Text under study Start Marker
A surgeon’s perspective on medical malpractice
Posted on behalf of The Bell Law Firm, PLLC on Oct 17, 2012 in Doctor Errors
There's no debate about the fact that medical errors are a major problem in America's health care system. Few of us, however, recognize just how big the problem is. In a recent Wall Street Journal article, surgeon Marty Makara put the problem in perspective and suggested some things that health care providers could do to dramatically reduce the number of injuries and deaths caused by medical malpractice .
Makara starts the article out by noting that medical errors kill enough people in the United States each week to fill four jumbo jets. (In West Virginia terms, that's roughly equivalent to wiping out the entire population of a town such as Barboursville every two weeks.) Unfortunately, he adds, the "same preventable mistakes are made over and over again, and patients are left in the dark about which hospitals have significantly better (or worse) safety records than their peers."
For example, Makara states that surgeons "operate on the wrong body part as often as 40 times a week" and that if classified as a disease, medical errors "would be the sixth leading cause of death in America" today.
With figures like that in mind, Makara offered up a few simple yet critical reforms that would go a long way toward fixing the problem. Number one on his list: an online "dashboard" that would list the facility's surgical complications rates, infection rates and other data that would allow patients to make an informed decision about where to seek treatment.
Makara also suggested evidence-based evaluations, such as videotaping procedures so that performance can be reviewed more easily, and "safety culture" scores culled from anonymous staff surveys about the quality of teamwork (an important component of good patient care) at their institutions.
All of these suggestions, Makara says, would make the health care system more transparent, which in turn would reduce the number of medical malpractice-related patient injuries and deaths by providing poor-performing doctors, hospitals and other providers with a strong incentive to do better.
Text under study End Marker
## Required action:
Swap "dashboard" for "scorecard" in the part of the malpractice post that opens with "With figures like" and closes with "to seek treatment.", and give that part again. The rows that follow have nothing to do with the post on medical malpractice.
Entries shown Start Marker
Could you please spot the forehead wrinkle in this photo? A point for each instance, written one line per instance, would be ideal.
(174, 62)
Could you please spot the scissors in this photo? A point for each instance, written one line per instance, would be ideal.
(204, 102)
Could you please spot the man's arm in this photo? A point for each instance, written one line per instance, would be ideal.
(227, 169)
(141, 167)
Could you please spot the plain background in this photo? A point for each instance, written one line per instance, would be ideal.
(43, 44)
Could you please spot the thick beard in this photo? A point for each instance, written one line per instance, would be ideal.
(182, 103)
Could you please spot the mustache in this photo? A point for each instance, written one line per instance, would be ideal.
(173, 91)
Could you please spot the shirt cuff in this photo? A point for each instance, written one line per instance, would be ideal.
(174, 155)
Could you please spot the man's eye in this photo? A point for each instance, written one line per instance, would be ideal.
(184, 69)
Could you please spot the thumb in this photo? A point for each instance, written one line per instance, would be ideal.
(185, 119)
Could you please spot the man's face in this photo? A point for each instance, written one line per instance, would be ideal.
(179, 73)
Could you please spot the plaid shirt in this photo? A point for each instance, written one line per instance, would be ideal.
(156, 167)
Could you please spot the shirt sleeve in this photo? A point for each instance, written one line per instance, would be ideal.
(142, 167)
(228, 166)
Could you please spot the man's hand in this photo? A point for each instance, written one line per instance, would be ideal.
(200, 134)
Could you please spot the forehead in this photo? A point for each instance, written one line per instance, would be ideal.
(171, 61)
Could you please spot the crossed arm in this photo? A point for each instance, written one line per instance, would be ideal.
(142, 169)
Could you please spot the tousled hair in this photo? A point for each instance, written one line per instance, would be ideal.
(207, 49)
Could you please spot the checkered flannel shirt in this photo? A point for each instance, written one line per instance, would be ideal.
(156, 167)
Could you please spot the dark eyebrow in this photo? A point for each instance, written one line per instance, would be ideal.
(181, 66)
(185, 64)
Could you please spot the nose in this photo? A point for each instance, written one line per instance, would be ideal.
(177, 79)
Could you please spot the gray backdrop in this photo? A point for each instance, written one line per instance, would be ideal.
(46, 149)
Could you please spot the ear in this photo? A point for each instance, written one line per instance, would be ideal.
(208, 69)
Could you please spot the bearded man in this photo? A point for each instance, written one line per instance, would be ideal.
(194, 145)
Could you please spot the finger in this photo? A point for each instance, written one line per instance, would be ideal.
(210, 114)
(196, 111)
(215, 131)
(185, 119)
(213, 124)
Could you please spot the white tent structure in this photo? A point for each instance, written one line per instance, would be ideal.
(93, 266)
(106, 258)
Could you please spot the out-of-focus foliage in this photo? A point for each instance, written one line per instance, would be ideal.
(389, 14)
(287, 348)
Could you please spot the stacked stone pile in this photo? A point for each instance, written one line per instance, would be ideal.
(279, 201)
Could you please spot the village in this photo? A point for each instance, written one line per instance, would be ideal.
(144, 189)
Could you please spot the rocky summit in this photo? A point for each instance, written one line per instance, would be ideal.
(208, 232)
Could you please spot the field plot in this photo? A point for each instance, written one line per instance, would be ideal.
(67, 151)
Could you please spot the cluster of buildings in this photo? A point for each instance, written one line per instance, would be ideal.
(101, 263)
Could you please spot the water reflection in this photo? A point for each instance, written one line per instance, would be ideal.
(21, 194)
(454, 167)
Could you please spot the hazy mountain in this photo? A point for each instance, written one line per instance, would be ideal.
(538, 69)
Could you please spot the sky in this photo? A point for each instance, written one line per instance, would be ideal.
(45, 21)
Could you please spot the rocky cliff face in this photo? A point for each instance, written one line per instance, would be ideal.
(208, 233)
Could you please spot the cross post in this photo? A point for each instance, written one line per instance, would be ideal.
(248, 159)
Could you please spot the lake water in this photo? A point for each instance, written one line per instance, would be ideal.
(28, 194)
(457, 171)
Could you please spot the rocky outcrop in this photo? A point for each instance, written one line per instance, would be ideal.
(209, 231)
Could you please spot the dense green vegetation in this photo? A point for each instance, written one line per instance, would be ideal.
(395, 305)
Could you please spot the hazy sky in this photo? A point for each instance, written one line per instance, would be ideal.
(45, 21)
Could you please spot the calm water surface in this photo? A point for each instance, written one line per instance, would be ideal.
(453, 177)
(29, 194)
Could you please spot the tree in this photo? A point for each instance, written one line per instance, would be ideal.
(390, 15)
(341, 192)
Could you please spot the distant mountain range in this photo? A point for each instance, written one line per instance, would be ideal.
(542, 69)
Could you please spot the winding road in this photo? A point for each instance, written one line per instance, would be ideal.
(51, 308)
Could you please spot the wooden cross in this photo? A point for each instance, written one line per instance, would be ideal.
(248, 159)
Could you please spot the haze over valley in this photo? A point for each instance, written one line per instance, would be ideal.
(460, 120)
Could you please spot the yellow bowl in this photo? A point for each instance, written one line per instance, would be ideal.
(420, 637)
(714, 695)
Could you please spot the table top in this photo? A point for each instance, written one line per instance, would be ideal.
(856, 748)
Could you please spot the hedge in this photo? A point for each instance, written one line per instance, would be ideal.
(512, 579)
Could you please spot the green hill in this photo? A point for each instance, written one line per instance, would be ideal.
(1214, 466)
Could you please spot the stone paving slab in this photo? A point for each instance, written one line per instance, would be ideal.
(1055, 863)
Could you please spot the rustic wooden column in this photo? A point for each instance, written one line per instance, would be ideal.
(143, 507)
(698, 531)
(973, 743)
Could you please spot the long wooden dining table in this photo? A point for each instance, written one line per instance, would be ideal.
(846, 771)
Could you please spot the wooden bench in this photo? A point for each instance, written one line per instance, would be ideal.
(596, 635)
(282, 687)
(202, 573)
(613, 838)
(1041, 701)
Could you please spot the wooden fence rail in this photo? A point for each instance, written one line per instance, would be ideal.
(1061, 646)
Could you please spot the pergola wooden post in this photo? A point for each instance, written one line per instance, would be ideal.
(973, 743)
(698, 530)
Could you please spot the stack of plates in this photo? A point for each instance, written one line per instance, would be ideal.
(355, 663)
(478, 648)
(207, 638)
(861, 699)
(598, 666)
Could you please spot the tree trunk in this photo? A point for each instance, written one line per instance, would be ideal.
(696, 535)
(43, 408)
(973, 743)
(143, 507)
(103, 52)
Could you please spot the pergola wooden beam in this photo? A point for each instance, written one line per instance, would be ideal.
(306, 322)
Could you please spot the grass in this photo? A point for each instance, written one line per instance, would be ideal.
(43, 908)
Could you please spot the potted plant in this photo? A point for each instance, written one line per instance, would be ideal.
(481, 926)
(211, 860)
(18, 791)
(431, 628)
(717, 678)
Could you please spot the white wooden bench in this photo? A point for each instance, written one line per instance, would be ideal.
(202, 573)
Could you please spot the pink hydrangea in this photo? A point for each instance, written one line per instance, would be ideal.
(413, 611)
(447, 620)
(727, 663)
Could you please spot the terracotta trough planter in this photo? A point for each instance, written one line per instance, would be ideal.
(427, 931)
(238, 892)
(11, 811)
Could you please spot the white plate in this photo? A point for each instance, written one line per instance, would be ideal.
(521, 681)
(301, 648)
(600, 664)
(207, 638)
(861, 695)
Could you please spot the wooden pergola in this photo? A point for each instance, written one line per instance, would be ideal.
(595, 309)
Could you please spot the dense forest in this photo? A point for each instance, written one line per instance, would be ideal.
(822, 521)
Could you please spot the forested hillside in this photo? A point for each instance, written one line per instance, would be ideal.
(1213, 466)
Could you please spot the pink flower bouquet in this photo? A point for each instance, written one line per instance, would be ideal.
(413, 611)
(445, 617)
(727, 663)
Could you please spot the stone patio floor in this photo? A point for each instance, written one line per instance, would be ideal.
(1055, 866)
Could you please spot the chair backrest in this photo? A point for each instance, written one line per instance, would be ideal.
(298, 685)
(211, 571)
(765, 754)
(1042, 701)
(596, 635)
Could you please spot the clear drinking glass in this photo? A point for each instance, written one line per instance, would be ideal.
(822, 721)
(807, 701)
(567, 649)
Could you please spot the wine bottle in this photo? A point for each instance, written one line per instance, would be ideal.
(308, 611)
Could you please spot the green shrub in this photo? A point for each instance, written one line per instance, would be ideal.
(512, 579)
Entries shown End Marker
## Answer:
With figures like that in mind, Makara offered up a few simple yet critical reforms that would go a long way toward fixing the problem. Number one on his list: an online "scorecard" that would list the facility's surgical complications rates, infection rates and other data that would allow patients to make an informed decision about where to seek treatment.